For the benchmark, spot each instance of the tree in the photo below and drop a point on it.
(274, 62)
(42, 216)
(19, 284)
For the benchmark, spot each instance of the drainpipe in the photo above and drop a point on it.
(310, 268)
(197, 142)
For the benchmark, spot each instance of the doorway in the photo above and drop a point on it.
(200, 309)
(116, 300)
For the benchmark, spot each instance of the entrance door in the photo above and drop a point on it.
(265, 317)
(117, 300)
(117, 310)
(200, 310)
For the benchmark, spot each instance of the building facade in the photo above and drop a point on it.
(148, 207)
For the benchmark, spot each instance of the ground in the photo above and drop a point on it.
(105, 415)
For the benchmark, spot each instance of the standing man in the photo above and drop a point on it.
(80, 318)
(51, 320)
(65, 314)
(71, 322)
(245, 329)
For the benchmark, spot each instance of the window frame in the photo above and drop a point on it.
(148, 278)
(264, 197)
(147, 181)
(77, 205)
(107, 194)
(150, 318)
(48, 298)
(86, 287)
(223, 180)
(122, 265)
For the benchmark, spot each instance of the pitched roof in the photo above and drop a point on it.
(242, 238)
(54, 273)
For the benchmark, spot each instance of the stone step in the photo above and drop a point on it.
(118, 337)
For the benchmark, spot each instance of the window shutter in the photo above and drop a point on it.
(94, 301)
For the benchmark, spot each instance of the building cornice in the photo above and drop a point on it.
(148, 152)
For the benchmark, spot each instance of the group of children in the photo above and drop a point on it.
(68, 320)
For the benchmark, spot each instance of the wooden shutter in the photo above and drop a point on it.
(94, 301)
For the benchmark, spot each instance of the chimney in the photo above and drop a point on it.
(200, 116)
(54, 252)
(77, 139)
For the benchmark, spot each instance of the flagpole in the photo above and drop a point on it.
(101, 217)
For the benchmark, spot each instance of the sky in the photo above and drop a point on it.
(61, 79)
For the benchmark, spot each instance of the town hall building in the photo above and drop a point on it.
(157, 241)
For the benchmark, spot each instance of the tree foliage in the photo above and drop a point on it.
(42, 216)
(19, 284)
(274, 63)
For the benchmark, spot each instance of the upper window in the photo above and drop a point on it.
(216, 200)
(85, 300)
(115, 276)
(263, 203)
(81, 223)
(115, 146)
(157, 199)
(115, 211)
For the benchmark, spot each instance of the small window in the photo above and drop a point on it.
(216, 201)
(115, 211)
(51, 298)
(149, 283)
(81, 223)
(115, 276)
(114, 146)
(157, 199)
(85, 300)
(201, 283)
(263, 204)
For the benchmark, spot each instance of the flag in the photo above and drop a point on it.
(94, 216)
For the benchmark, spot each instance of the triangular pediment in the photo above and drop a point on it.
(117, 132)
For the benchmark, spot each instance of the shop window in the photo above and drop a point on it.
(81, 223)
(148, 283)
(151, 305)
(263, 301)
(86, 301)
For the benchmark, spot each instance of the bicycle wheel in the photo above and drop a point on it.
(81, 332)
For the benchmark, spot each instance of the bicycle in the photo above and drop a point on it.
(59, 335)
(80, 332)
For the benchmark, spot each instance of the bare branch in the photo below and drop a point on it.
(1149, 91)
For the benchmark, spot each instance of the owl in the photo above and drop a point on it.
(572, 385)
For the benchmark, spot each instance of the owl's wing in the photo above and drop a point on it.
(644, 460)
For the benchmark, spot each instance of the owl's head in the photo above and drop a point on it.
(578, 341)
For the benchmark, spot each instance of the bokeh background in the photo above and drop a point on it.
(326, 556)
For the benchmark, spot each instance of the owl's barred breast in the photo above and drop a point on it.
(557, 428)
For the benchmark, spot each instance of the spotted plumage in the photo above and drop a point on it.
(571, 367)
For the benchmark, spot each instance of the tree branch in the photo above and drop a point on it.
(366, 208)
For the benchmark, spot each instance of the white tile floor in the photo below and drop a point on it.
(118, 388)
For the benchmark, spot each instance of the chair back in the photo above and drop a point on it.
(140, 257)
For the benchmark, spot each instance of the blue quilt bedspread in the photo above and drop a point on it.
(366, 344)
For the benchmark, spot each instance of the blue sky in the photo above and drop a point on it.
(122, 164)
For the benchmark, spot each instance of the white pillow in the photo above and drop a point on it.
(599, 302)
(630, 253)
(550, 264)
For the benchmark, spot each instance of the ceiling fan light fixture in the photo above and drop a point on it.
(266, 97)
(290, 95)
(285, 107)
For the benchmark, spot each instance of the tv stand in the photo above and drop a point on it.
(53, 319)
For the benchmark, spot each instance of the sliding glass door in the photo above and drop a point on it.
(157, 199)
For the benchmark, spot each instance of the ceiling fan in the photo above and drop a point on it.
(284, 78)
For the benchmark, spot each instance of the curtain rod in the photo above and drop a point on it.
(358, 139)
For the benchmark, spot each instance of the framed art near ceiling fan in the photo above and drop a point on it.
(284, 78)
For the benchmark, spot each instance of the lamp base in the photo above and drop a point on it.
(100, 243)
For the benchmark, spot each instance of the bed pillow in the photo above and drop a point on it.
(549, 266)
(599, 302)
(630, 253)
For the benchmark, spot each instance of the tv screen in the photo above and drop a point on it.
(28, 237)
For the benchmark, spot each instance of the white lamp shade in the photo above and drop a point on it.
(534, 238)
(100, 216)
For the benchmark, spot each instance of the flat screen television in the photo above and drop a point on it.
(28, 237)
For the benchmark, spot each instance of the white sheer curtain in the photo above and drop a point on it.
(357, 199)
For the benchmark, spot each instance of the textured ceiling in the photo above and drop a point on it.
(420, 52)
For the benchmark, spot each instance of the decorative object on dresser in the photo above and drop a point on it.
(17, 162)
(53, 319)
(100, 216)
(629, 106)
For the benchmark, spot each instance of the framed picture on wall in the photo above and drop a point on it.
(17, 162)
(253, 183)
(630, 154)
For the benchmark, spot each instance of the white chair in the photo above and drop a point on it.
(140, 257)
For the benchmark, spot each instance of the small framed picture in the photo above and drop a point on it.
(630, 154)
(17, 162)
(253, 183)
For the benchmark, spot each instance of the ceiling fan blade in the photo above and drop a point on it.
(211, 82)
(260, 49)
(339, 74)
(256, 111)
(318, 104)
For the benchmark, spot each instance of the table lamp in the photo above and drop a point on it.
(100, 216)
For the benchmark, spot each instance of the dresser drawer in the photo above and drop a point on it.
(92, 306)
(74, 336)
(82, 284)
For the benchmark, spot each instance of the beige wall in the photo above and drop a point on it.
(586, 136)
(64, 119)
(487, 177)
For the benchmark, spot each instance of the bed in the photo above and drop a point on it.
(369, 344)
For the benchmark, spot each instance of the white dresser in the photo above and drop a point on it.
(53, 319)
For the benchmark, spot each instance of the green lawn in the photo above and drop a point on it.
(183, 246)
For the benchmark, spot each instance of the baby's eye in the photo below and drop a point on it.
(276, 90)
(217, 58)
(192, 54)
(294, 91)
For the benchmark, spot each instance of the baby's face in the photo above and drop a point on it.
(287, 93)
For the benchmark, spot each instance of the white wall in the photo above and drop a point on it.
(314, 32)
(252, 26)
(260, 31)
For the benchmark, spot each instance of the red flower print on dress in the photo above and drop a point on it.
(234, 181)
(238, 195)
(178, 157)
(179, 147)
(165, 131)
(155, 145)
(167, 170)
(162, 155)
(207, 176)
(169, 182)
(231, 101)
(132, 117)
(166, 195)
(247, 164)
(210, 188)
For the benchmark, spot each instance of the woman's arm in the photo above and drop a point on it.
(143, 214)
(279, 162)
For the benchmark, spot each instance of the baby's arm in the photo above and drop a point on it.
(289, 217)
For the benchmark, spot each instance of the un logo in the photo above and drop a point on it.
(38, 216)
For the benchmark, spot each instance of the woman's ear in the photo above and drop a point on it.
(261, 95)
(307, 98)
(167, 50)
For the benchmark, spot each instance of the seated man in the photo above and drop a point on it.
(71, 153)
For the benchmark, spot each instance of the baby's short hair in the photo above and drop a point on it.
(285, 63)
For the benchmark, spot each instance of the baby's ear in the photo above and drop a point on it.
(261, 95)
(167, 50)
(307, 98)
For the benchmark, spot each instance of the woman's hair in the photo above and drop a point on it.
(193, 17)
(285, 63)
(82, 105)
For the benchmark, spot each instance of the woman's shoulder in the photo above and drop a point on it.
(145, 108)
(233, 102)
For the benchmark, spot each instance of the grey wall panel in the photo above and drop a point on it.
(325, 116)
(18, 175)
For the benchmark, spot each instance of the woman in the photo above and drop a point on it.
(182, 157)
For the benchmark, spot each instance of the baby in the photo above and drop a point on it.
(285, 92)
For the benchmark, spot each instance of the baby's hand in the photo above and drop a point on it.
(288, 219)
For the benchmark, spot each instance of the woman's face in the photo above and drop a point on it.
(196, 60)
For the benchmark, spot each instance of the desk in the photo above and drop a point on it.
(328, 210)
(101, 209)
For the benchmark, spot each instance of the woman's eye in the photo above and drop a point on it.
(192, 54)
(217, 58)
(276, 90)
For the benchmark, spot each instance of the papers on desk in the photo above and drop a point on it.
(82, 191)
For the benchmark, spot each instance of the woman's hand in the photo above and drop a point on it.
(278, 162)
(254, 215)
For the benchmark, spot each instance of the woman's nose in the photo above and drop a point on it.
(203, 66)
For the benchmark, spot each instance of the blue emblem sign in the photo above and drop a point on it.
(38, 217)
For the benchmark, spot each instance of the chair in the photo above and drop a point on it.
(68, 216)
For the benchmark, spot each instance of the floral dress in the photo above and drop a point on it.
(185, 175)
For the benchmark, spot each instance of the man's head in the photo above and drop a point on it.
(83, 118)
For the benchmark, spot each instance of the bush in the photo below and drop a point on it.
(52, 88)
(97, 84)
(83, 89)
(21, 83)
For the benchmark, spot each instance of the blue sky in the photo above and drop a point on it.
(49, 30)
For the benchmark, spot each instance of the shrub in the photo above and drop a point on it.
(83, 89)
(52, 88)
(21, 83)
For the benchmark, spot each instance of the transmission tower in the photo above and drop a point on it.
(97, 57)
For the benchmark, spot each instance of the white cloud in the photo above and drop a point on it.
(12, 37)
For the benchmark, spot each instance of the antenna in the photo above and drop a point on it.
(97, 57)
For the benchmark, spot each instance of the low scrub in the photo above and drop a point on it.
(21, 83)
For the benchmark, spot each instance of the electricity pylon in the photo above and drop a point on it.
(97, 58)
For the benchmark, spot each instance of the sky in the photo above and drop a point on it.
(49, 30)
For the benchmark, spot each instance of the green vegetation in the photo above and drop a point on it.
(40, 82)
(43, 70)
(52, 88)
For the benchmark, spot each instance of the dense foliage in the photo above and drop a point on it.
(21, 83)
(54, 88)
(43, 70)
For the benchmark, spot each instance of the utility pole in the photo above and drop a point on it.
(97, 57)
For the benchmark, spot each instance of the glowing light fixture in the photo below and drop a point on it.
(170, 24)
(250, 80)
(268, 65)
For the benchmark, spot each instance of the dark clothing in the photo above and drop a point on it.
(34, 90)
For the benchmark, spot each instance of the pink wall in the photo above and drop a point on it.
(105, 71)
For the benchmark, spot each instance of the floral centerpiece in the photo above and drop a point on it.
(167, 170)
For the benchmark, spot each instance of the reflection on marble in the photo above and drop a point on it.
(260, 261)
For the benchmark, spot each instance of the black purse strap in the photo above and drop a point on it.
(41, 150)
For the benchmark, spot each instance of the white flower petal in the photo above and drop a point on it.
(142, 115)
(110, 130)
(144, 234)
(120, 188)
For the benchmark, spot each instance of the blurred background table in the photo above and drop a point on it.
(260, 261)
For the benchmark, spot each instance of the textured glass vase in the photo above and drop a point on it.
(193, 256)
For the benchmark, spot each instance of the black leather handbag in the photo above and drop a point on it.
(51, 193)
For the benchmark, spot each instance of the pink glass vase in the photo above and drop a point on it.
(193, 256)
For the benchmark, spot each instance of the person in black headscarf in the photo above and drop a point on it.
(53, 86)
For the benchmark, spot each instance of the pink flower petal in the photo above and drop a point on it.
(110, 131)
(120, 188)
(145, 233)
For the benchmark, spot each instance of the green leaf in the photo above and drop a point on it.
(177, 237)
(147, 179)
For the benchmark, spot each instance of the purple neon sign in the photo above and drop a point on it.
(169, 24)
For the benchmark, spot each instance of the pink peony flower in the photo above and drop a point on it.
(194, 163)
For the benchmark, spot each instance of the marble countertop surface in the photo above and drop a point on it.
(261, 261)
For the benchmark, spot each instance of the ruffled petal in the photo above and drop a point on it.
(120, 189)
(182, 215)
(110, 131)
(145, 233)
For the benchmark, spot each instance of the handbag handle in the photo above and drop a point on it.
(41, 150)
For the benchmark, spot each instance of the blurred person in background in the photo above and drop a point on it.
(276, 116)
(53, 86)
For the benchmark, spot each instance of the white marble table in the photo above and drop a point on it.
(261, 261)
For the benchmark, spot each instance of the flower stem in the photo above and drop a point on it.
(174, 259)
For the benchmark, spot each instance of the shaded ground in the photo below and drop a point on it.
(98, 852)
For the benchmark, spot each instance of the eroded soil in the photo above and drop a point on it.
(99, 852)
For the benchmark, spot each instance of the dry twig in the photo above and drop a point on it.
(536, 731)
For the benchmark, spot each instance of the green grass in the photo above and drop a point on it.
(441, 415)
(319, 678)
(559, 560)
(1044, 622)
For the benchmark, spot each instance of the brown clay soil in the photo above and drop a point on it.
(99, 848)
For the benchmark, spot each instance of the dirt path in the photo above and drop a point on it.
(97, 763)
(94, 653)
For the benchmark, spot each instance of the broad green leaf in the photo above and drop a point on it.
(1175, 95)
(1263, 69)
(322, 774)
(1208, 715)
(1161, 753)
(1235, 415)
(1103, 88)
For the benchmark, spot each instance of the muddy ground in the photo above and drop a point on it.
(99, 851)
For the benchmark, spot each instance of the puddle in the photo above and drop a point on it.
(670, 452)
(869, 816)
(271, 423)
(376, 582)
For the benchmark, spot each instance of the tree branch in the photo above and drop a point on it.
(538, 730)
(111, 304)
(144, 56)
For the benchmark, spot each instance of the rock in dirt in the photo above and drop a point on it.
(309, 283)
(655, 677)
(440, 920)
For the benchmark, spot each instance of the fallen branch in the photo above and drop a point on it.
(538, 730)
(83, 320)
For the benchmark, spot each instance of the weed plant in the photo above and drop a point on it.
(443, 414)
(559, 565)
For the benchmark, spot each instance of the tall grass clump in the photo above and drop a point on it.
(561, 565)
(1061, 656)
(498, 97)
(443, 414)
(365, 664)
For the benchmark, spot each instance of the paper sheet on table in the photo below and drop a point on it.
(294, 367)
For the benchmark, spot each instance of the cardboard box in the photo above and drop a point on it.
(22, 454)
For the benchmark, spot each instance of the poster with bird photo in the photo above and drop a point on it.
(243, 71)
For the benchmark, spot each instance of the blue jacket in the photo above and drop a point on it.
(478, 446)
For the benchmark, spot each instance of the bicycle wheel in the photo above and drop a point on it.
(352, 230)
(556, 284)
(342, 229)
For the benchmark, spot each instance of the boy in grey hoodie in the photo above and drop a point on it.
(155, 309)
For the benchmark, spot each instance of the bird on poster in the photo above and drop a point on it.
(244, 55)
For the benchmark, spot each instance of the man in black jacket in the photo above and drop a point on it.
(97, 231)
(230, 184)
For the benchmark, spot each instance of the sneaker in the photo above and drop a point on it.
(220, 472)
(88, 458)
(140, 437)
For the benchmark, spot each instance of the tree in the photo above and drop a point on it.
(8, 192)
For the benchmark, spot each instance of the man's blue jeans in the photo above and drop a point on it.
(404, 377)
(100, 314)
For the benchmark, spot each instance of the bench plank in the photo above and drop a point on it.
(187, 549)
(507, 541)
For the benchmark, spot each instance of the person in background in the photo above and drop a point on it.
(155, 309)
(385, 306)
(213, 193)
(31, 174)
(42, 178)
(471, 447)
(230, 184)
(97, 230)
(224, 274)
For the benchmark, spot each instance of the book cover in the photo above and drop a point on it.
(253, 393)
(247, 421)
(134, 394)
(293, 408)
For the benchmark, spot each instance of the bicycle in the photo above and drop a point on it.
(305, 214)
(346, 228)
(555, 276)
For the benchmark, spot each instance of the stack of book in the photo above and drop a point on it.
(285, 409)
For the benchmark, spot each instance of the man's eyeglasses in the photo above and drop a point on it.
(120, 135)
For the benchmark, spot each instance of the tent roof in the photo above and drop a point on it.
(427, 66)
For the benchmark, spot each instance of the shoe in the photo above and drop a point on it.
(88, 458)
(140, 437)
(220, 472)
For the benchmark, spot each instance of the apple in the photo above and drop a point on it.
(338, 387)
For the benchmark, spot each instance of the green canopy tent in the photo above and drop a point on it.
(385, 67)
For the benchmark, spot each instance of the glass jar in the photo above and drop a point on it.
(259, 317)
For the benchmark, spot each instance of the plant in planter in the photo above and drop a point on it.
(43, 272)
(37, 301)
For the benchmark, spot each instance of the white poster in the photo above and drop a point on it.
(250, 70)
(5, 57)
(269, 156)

━━━━━━

## Short task
Look above for the line that holds "For the benchmark, spot each instance of the man's eyeglasses", then copy it and each line after it exactly, through the last line of the data.

## Exercise answer
For the benchmark, spot each instance of the man's eyeglasses in the photo above and drop a point on it.
(120, 135)
For the benchmark, spot each instance of the tent roof in the photo above and drop a point on it.
(427, 66)
For the benchmark, spot each instance of the shoe in the photo above and drop a point on it.
(88, 458)
(140, 437)
(220, 472)
For the benchmark, spot each instance of the apple in the photo above and drop a point on it.
(338, 387)
For the benchmark, spot each instance of the green canopy tent in the photo above and drop a point on it.
(385, 67)
For the benchmark, spot each instance of the glass jar in the photo above and drop a point on it.
(259, 317)
For the benchmark, spot each instance of the plant in planter in the photo above and drop a point on it.
(43, 272)
(37, 301)
For the benchmark, spot each instance of the white poster in the photo above and drop a point on it.
(250, 70)
(5, 57)
(269, 156)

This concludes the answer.